• Requirement
Lay out every line of the material below as a Markdown table with the columns "Row" and "Line," numbering the rows in order and omitting blank lines.

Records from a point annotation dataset
==========

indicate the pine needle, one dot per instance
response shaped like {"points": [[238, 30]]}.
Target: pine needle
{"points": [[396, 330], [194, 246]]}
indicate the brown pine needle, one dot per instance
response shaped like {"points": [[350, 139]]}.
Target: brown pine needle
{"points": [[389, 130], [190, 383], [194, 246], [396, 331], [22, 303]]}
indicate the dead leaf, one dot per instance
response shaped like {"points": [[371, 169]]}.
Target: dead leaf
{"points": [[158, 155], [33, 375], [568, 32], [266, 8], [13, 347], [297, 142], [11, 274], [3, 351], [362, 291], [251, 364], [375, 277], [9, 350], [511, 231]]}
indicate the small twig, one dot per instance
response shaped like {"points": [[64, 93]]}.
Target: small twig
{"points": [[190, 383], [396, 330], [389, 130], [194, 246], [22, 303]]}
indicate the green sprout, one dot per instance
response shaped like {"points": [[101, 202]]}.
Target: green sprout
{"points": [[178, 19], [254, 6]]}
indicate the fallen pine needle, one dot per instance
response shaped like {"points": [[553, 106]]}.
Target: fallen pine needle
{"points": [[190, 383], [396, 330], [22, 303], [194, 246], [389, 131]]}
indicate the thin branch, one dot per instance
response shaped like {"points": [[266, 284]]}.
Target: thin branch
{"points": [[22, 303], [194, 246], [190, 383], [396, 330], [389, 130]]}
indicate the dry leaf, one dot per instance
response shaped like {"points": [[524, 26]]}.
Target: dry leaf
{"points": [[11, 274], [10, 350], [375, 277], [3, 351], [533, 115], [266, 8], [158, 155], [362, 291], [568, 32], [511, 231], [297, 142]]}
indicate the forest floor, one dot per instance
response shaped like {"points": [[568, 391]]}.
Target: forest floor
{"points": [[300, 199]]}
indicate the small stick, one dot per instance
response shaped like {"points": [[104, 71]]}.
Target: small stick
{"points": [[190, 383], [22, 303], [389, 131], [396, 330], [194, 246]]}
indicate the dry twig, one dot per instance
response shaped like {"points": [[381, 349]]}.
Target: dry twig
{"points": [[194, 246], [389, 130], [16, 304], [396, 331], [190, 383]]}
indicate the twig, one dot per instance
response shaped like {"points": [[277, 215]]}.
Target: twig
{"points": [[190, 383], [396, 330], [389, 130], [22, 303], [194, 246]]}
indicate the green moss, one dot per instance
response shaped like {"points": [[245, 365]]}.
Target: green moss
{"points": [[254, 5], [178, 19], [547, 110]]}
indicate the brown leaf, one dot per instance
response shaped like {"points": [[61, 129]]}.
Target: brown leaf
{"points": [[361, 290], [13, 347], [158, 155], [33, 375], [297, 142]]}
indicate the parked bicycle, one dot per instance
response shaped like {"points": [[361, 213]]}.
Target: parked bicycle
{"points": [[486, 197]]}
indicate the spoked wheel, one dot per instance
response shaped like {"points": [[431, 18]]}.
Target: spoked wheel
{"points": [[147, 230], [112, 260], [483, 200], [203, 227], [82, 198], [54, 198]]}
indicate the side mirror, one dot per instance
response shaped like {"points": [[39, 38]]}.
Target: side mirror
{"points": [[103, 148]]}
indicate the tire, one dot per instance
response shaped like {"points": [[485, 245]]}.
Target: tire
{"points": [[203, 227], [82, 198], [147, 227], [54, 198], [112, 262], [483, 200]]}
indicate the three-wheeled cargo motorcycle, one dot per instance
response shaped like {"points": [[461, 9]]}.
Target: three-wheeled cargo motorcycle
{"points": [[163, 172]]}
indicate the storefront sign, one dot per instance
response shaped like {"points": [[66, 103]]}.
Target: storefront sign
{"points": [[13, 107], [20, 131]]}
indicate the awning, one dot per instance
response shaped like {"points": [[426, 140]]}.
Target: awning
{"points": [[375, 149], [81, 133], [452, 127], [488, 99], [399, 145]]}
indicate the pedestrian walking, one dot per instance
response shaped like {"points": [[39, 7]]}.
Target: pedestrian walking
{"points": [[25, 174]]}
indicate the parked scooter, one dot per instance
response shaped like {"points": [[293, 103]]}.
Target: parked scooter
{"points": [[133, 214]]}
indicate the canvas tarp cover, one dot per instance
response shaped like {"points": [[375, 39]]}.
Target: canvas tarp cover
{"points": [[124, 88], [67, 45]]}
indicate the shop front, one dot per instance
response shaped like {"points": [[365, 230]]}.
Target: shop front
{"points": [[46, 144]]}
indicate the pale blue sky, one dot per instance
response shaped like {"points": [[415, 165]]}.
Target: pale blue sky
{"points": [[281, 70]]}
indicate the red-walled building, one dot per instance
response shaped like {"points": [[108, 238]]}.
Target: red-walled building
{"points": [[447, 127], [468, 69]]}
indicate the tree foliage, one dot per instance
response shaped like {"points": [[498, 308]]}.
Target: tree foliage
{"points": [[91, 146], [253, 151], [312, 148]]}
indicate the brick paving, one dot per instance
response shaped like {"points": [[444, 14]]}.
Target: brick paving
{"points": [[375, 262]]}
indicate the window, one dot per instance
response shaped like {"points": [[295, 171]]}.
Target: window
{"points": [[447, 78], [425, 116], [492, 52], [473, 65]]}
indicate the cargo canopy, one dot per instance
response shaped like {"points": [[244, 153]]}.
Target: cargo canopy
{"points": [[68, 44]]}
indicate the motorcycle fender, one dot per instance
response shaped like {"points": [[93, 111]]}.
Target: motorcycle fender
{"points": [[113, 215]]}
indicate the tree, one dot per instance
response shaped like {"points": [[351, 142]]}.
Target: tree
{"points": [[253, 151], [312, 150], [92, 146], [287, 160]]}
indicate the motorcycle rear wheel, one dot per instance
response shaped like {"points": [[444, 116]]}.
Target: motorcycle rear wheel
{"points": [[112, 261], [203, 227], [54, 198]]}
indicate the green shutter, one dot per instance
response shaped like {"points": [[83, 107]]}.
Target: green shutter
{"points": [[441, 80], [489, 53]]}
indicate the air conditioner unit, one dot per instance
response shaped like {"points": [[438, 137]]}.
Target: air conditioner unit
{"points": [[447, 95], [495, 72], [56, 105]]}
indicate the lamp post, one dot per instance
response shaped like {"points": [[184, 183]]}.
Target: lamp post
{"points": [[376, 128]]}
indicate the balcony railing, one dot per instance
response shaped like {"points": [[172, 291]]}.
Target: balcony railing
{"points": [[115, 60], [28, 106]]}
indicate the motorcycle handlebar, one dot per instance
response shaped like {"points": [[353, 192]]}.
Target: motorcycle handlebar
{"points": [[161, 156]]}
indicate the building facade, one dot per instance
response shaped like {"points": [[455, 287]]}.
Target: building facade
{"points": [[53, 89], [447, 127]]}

==========

• Finished exercise
| Row | Line |
|---|---|
| 1 | indicate the pine needle, one dot per instance |
| 2 | response shaped like {"points": [[238, 30]]}. |
| 3 | Target: pine needle |
| 4 | {"points": [[396, 330], [194, 246]]} |
| 5 | indicate the brown pine needle, one dot per instance |
| 6 | response shaped like {"points": [[350, 139]]}. |
| 7 | Target: brown pine needle |
| 8 | {"points": [[389, 130], [190, 383], [194, 246], [396, 331], [22, 303]]} |
| 9 | indicate the dead leaf, one dot per instance |
| 10 | response shaped like {"points": [[371, 169]]}. |
| 11 | Target: dead leaf |
| 12 | {"points": [[158, 155], [33, 375], [568, 32], [266, 8], [13, 347], [297, 142], [11, 274], [3, 351], [362, 291], [251, 364], [375, 277], [9, 350], [511, 231]]} |
| 13 | indicate the small twig, one dot per instance |
| 14 | response shaped like {"points": [[64, 93]]}. |
| 15 | Target: small twig |
| 16 | {"points": [[190, 383], [396, 330], [389, 130], [194, 246], [22, 303]]} |
| 17 | indicate the green sprout, one dot per instance |
| 18 | response shaped like {"points": [[101, 202]]}. |
| 19 | Target: green sprout |
| 20 | {"points": [[178, 19], [254, 6]]} |
| 21 | indicate the fallen pine needle, one dot per instance |
| 22 | response shaped like {"points": [[553, 106]]}. |
| 23 | Target: fallen pine needle |
| 24 | {"points": [[190, 383], [396, 330], [22, 303], [194, 246], [389, 131]]} |
| 25 | indicate the thin branch, one dot per instance |
| 26 | response shaped like {"points": [[266, 284]]}. |
| 27 | Target: thin branch |
| 28 | {"points": [[22, 303], [194, 246], [190, 383], [396, 330], [389, 130]]} |
| 29 | indicate the dry leaf, one dot per instance |
| 30 | response shaped like {"points": [[524, 26]]}. |
| 31 | Target: dry leaf |
| 32 | {"points": [[11, 274], [10, 350], [375, 277], [3, 351], [533, 115], [266, 8], [158, 155], [362, 291], [568, 32], [511, 231], [297, 142]]} |
| 33 | indicate the forest floor, one dot per instance |
| 34 | response shaped like {"points": [[568, 391]]}. |
| 35 | Target: forest floor |
| 36 | {"points": [[300, 199]]} |
| 37 | indicate the small stick, one dot per instance |
| 38 | response shaped like {"points": [[104, 71]]}. |
| 39 | Target: small stick |
| 40 | {"points": [[190, 383], [22, 303], [389, 131], [396, 330], [194, 246]]} |
| 41 | indicate the dry twig, one dot per instance |
| 42 | response shaped like {"points": [[381, 349]]}. |
| 43 | Target: dry twig |
| 44 | {"points": [[194, 246], [389, 130], [16, 304], [396, 331], [190, 383]]} |
| 45 | indicate the twig, one dot per instance |
| 46 | response shaped like {"points": [[277, 215]]}. |
| 47 | Target: twig |
| 48 | {"points": [[190, 383], [396, 330], [389, 130], [22, 303], [194, 246]]} |
| 49 | indicate the green moss, one dot per instance |
| 50 | response shaped like {"points": [[245, 365]]}. |
| 51 | Target: green moss |
| 52 | {"points": [[254, 5], [178, 19], [547, 110]]} |
| 53 | indicate the brown leaf, one dot per instance |
| 54 | response shaped like {"points": [[61, 129]]}. |
| 55 | Target: brown leaf |
| 56 | {"points": [[361, 290], [13, 347], [158, 155], [33, 375], [297, 142]]} |
| 57 | indicate the parked bicycle, one dot per instance |
| 58 | response shaped like {"points": [[361, 213]]}. |
| 59 | Target: parked bicycle |
| 60 | {"points": [[486, 197]]} |
| 61 | indicate the spoked wheel, one dot per instance |
| 62 | response shaped like {"points": [[431, 18]]}. |
| 63 | Target: spoked wheel |
| 64 | {"points": [[147, 230], [112, 260], [483, 200], [203, 227], [82, 198], [54, 198]]} |
| 65 | indicate the side mirror, one dot per instance |
| 66 | response shaped like {"points": [[39, 38]]}. |
| 67 | Target: side mirror |
| 68 | {"points": [[103, 148]]} |
| 69 | indicate the tire, one dot per instance |
| 70 | response shaped like {"points": [[485, 245]]}. |
| 71 | Target: tire |
| 72 | {"points": [[203, 227], [82, 198], [147, 227], [54, 198], [112, 262], [483, 200]]} |
| 73 | indicate the three-wheeled cargo motorcycle, one dot per instance |
| 74 | response shaped like {"points": [[461, 9]]}. |
| 75 | Target: three-wheeled cargo motorcycle |
| 76 | {"points": [[163, 172]]} |
| 77 | indicate the storefront sign, one dot per instance |
| 78 | response shaped like {"points": [[66, 103]]}. |
| 79 | Target: storefront sign |
| 80 | {"points": [[13, 107], [20, 131]]} |
| 81 | indicate the awning, one dot per instance |
| 82 | response shaped like {"points": [[426, 140]]}. |
| 83 | Target: awning |
| 84 | {"points": [[375, 149], [81, 133], [452, 127], [488, 99], [399, 145]]} |
| 85 | indicate the pedestrian walking, one dot per instance |
| 86 | response shaped like {"points": [[39, 7]]}. |
| 87 | Target: pedestrian walking |
| 88 | {"points": [[25, 174]]} |
| 89 | indicate the parked scooter, one dot per instance |
| 90 | response shaped like {"points": [[293, 103]]}. |
| 91 | Target: parked scooter |
| 92 | {"points": [[133, 214]]} |
| 93 | indicate the canvas tarp cover, one dot per instance |
| 94 | response shaped like {"points": [[375, 39]]}. |
| 95 | Target: canvas tarp cover |
| 96 | {"points": [[124, 88], [67, 45]]} |
| 97 | indicate the shop front, one dot per instance |
| 98 | response shaped like {"points": [[365, 230]]}. |
| 99 | Target: shop front |
| 100 | {"points": [[46, 144]]} |
| 101 | indicate the pale blue sky, one dot per instance |
| 102 | response shaped like {"points": [[415, 165]]}. |
| 103 | Target: pale blue sky |
| 104 | {"points": [[281, 70]]} |
| 105 | indicate the red-walled building, one dot per instance |
| 106 | response shaped like {"points": [[108, 238]]}. |
| 107 | Target: red-walled building |
| 108 | {"points": [[447, 127], [468, 69]]} |
| 109 | indicate the tree foliage, one dot per instance |
| 110 | response shaped like {"points": [[498, 308]]}. |
| 111 | Target: tree foliage |
| 112 | {"points": [[91, 146], [253, 151], [312, 148]]} |
| 113 | indicate the brick paving, one dot per instance |
| 114 | response shaped like {"points": [[444, 14]]}. |
| 115 | Target: brick paving |
| 116 | {"points": [[375, 262]]} |
| 117 | indicate the window, one dot per instance |
| 118 | response shaped like {"points": [[295, 171]]}. |
| 119 | Target: window |
| 120 | {"points": [[447, 78], [425, 116], [492, 52], [473, 65]]} |
| 121 | indicate the cargo canopy, one dot per instance |
| 122 | response shaped like {"points": [[244, 153]]}. |
| 123 | Target: cargo canopy |
| 124 | {"points": [[68, 44]]} |
| 125 | indicate the motorcycle fender, one dot per instance |
| 126 | response shaped like {"points": [[93, 111]]}. |
| 127 | Target: motorcycle fender |
| 128 | {"points": [[113, 215]]} |
| 129 | indicate the tree, one dot per instance |
| 130 | response shaped like {"points": [[351, 142]]}. |
| 131 | Target: tree |
| 132 | {"points": [[253, 151], [312, 150], [92, 146], [287, 160]]} |
| 133 | indicate the motorcycle rear wheel, one dot per instance |
| 134 | response shaped like {"points": [[444, 116]]}. |
| 135 | Target: motorcycle rear wheel |
| 136 | {"points": [[112, 261], [203, 227], [54, 198]]} |
| 137 | indicate the green shutter, one dot per instance |
| 138 | response shaped like {"points": [[83, 107]]}. |
| 139 | Target: green shutter |
| 140 | {"points": [[441, 80], [489, 53]]} |
| 141 | indicate the air conditioner unit, one dot per instance |
| 142 | response shaped like {"points": [[438, 137]]}. |
| 143 | Target: air conditioner unit |
| 144 | {"points": [[447, 95], [495, 72], [56, 105]]} |
| 145 | indicate the lamp post, one dot per instance |
| 146 | response shaped like {"points": [[184, 183]]}. |
| 147 | Target: lamp post |
| 148 | {"points": [[376, 128]]} |
| 149 | indicate the balcony railing, one dot per instance |
| 150 | response shaped like {"points": [[172, 291]]}. |
| 151 | Target: balcony railing |
| 152 | {"points": [[115, 60], [28, 106]]} |
| 153 | indicate the motorcycle handlebar, one dot per instance |
| 154 | response shaped like {"points": [[353, 192]]}. |
| 155 | Target: motorcycle handlebar |
| 156 | {"points": [[161, 156]]} |
| 157 | indicate the building facade, one dot per instance |
| 158 | response shaped like {"points": [[455, 287]]}. |
| 159 | Target: building facade |
| 160 | {"points": [[53, 89], [447, 127]]} |